*The problem:*
Rewrite everything from "This assignment will" down to "tokenise each text." in the assignment description, replacing "blog posts" with "diary entries" wherever it occurs.

*Given text:*
Do not submit anything else apart from the notebook and do not use any extra data apart from what is provided.

You will be working on classifying the genders of people from their blog posts using a data set called the [Blog Authorship Corpus](https://www.kaggle.com/rtatman/blog-authorship-corpus).
This has been pre-split and reduced for you to use in this assignment.

10% of the marks from this assignment are based on neatness.

This assignment will carry 40% of the final mark.

## Data processing (10%)

You have a train/dev/test split data set consisting of CSV files with two fields: gender and text.
The gender field contains either 'male' or 'female' whilst the text is a string containing text from blog posts.

Do the following tasks:

Load these three CSV files and tokenise each text.

In [6]:
def load(file):
    data = pd.read_csv(file, header=None) # read the csv
    data.columns = ['text', 'gender'] # add column names
    return data

dev = load('dev.csv')
test = load('test.csv')
train = load('train.csv')

*Supplied records:*
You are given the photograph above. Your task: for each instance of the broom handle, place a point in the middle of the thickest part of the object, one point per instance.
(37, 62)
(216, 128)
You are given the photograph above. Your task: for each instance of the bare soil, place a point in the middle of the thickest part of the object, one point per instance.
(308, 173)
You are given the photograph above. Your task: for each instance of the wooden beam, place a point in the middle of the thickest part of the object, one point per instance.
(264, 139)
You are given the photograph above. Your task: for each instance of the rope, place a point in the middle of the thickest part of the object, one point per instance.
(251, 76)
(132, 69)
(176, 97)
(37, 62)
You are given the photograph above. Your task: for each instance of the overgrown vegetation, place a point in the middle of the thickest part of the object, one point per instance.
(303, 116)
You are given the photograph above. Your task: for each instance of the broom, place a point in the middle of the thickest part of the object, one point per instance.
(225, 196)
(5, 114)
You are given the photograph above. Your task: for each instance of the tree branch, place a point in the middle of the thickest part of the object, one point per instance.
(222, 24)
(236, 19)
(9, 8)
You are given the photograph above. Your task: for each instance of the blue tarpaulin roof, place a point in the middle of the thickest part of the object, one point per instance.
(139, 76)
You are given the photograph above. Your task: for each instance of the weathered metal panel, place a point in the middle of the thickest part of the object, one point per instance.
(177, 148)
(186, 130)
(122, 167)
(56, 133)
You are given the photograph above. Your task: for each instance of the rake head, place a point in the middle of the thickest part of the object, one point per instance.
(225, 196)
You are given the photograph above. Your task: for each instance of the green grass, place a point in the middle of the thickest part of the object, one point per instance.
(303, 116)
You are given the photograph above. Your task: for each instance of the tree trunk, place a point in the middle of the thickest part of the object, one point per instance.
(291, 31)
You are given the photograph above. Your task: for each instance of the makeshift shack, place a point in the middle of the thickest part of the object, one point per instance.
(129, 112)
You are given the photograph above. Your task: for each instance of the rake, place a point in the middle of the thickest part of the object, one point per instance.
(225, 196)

*Worked solution:*
This assignment will carry 40% of the final mark.

## Data processing (10%)

You have a train/dev/test split data set consisting of CSV files with two fields: gender and text.
The gender field contains either 'male' or 'female' whilst the text is a string containing text from diary entries.

Do the following tasks:

Load these three CSV files and tokenise each text.